Segment Start: Source information

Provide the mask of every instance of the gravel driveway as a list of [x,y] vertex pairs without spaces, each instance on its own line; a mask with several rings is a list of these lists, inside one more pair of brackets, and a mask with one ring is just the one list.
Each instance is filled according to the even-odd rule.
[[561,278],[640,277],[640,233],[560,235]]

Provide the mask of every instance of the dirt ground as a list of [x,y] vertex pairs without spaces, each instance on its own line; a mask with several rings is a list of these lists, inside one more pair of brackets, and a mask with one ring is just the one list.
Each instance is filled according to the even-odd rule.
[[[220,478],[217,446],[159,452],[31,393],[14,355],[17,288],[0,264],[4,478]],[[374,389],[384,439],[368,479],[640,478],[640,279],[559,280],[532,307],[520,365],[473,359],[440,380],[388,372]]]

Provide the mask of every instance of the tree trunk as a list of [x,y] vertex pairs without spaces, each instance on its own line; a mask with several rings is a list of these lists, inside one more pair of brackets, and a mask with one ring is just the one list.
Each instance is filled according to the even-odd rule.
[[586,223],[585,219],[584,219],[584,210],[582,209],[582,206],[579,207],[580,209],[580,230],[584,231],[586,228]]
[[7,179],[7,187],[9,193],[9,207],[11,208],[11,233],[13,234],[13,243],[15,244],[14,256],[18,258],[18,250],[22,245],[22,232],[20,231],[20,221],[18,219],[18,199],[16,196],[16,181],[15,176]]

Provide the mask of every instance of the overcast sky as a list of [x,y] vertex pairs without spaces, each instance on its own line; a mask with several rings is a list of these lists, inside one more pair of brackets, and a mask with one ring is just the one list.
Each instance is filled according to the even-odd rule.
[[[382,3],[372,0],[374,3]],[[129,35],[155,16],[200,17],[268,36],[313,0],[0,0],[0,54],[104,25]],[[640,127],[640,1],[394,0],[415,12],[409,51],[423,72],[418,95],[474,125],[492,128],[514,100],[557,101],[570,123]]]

Segment End: Source information

◆ **What you are asked to do**:
An exact reproduction of the data is required. Leave nothing out.

◆ **Solution below**:
Provide the mask of every instance of the gravel driveway as a list of [x,y] vertex pairs without spaces, each instance on its own line; a mask with several rings is a list of these lists, inside one more pair of brackets, and a mask with one ring is just the one list.
Each instance is filled according to the even-odd rule.
[[561,278],[640,277],[640,233],[560,235]]

Provide the mask of every instance of the dirt ground as a list of [x,y] vertex pairs without spaces, each instance on its own line; a mask with several rings is a list of these lists, inside one more pair of brackets, and a mask with one ring is just the one list.
Each instance is filled according to the even-odd rule.
[[[220,478],[217,446],[159,452],[31,393],[14,355],[17,288],[0,264],[4,478]],[[374,389],[384,439],[368,479],[640,478],[640,279],[559,280],[532,307],[520,365],[473,359],[440,380],[388,372]]]

Provide the mask of every instance of the tree trunk as a list of [x,y] vertex pairs without spaces, each instance on its own line; a mask with several rings is a list of these lists, inside one more pair of brackets, and a mask with one ring is just the one list.
Each instance is filled according to the even-odd rule.
[[586,223],[585,219],[584,219],[584,210],[582,209],[582,206],[579,207],[580,209],[580,230],[584,231],[586,228]]
[[7,179],[7,187],[9,193],[9,207],[11,208],[11,233],[13,234],[13,243],[15,244],[14,256],[18,258],[18,250],[22,245],[22,232],[20,231],[20,221],[18,219],[18,199],[16,196],[16,181],[15,176]]

Provide the mask of every instance of the overcast sky as a list of [x,y] vertex pairs without spaces, each instance on its own line; a mask with several rings is a list of these lists, inside one more pair of brackets, and a mask with one ring is just the one list.
Each instance is filled according to the even-odd rule.
[[[382,3],[372,0],[374,3]],[[129,35],[155,16],[200,17],[268,36],[313,0],[0,0],[0,54],[104,25]],[[640,127],[640,1],[394,0],[415,12],[409,51],[423,72],[418,95],[474,125],[492,128],[514,100],[557,101],[570,123]]]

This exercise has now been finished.